start Supplied records
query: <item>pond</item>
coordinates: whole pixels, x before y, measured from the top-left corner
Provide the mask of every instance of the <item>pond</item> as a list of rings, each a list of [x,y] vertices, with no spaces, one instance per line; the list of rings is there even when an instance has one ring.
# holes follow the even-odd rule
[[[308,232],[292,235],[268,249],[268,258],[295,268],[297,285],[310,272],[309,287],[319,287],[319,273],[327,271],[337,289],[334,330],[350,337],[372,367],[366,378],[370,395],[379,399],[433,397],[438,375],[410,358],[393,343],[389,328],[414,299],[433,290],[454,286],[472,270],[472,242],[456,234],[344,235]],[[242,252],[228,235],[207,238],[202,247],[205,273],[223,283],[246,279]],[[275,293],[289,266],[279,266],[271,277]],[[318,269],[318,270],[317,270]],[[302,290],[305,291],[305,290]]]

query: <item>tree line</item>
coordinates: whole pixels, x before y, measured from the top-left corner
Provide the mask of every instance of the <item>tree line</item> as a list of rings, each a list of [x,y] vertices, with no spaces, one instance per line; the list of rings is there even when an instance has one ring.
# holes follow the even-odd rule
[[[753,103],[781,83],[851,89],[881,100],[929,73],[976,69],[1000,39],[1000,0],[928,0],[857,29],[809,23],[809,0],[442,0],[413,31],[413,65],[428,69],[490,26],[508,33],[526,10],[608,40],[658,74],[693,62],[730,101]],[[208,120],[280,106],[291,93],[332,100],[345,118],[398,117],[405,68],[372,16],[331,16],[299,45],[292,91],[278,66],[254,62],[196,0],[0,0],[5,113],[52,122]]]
end Supplied records
start Supplied records
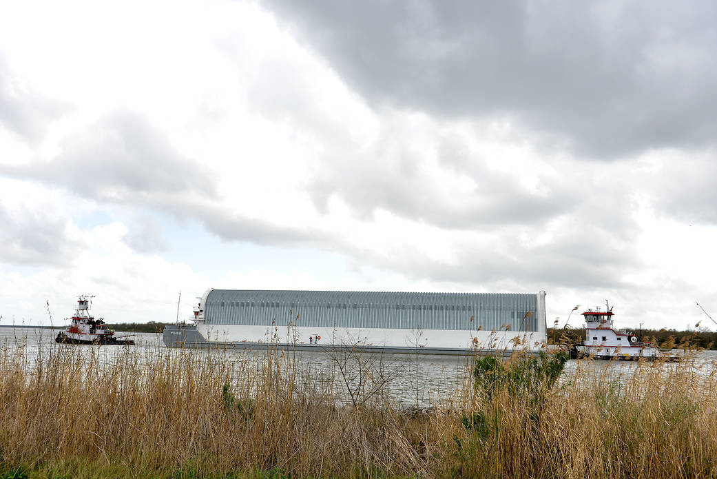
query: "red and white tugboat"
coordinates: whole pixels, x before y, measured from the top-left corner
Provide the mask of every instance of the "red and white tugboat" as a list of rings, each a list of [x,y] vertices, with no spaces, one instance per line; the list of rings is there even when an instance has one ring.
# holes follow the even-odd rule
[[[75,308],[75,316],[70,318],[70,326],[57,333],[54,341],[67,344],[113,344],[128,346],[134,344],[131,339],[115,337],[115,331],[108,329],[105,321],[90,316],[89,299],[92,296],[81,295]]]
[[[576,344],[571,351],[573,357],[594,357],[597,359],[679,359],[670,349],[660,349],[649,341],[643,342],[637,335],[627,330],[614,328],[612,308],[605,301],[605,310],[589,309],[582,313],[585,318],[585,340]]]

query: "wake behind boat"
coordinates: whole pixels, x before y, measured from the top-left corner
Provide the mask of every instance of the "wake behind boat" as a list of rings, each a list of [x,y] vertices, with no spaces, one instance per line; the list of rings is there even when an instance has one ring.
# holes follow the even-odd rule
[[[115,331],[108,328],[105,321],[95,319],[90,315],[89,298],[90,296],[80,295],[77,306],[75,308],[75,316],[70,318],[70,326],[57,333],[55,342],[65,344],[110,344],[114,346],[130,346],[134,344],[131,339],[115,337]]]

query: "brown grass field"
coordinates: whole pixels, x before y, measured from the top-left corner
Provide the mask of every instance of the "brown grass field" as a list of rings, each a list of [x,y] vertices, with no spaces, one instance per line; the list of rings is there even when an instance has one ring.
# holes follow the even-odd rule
end Supplied records
**Description of the task:**
Select every line in the material above that contains the word "brown", treating uppercase and lowercase as different.

**Solution below:**
query: "brown grass field"
Provide the mask of every instance of the "brown grass field" as a list of rings, each a list of [x,y] vertices, with no spaces, one instance per line; the list of rings is there even when an instance has one ring.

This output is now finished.